Swap every "Scan for" in the material below for "Locate every", and reproduce the rest unchanged.
+++ INPUT +++
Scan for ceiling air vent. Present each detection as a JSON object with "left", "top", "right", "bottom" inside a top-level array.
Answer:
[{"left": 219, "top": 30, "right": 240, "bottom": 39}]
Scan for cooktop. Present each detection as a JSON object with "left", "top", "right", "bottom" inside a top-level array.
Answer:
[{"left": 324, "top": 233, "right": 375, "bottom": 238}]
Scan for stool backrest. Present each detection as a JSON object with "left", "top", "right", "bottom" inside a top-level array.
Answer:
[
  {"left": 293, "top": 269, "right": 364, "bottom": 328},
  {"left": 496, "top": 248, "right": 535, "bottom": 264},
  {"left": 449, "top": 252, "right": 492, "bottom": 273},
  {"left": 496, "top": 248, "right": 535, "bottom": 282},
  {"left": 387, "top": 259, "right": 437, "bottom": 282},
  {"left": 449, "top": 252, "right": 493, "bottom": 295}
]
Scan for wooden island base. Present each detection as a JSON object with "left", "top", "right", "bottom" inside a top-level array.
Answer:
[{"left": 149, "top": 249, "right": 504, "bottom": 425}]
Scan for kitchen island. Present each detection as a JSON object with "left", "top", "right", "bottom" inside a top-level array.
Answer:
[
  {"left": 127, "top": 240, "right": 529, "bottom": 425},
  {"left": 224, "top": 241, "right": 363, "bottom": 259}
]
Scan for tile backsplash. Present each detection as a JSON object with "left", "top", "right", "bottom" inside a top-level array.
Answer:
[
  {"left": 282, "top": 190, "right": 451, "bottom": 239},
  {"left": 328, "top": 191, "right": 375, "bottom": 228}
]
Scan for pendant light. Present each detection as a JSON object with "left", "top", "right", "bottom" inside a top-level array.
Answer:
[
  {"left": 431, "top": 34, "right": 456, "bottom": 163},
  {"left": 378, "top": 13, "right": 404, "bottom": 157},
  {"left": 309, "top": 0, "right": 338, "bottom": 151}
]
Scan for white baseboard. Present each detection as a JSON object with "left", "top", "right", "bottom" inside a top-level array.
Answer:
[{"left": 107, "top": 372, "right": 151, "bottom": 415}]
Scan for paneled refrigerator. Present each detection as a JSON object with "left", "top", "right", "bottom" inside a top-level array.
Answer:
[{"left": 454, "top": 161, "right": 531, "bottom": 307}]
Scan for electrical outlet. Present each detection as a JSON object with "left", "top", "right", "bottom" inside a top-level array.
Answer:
+++
▸ WORKED ANSWER
Locate every ceiling air vent. Present each detection as a JSON object with "left", "top", "right", "bottom" inside a top-level array.
Answer:
[{"left": 219, "top": 30, "right": 240, "bottom": 39}]
Locate every cooktop. Present each detection as a JSON object with "left", "top", "right", "bottom" inside a top-level array.
Answer:
[{"left": 324, "top": 233, "right": 375, "bottom": 238}]
Locate every stool backrest. Present each detection as a JSON object with "left", "top", "right", "bottom" inside a top-level array.
Answer:
[
  {"left": 293, "top": 269, "right": 364, "bottom": 328},
  {"left": 496, "top": 248, "right": 535, "bottom": 264},
  {"left": 449, "top": 252, "right": 492, "bottom": 273},
  {"left": 496, "top": 248, "right": 535, "bottom": 282},
  {"left": 387, "top": 259, "right": 437, "bottom": 282},
  {"left": 449, "top": 252, "right": 493, "bottom": 295}
]
Locate every wooden island base. Present each detection as a JSON object with "left", "top", "right", "bottom" inside a top-level array.
Answer:
[{"left": 149, "top": 249, "right": 504, "bottom": 425}]
Locate every kitchen island. Present each detection as a JSON object with "left", "top", "right", "bottom" inside a top-level array.
Answer:
[
  {"left": 127, "top": 240, "right": 529, "bottom": 425},
  {"left": 224, "top": 241, "right": 363, "bottom": 259}
]
Locate every tile backsplash. Present each detection as a JSON object with "left", "top", "right", "bottom" inside a top-level array.
Answer:
[
  {"left": 282, "top": 190, "right": 451, "bottom": 239},
  {"left": 328, "top": 191, "right": 375, "bottom": 228}
]
Locate every pendant light. Present each detection as a JSON object with "left", "top", "right", "bottom" inside a top-level array.
Answer:
[
  {"left": 431, "top": 34, "right": 456, "bottom": 163},
  {"left": 378, "top": 13, "right": 404, "bottom": 157},
  {"left": 309, "top": 0, "right": 338, "bottom": 151}
]
Locate every white baseboard. Present each detection as a JSON object with "left", "top", "right", "bottom" inside a top-level array.
Answer:
[{"left": 107, "top": 372, "right": 151, "bottom": 415}]
Locate every paneled refrigerator. Present each detection as a JSON object with "left", "top", "right", "bottom" inside a top-level array.
Answer:
[{"left": 454, "top": 161, "right": 531, "bottom": 307}]
Locate every electrical outlet. Present each detection as a JSON object with "left", "top", "right", "bottom" inside a top-level array.
Answer:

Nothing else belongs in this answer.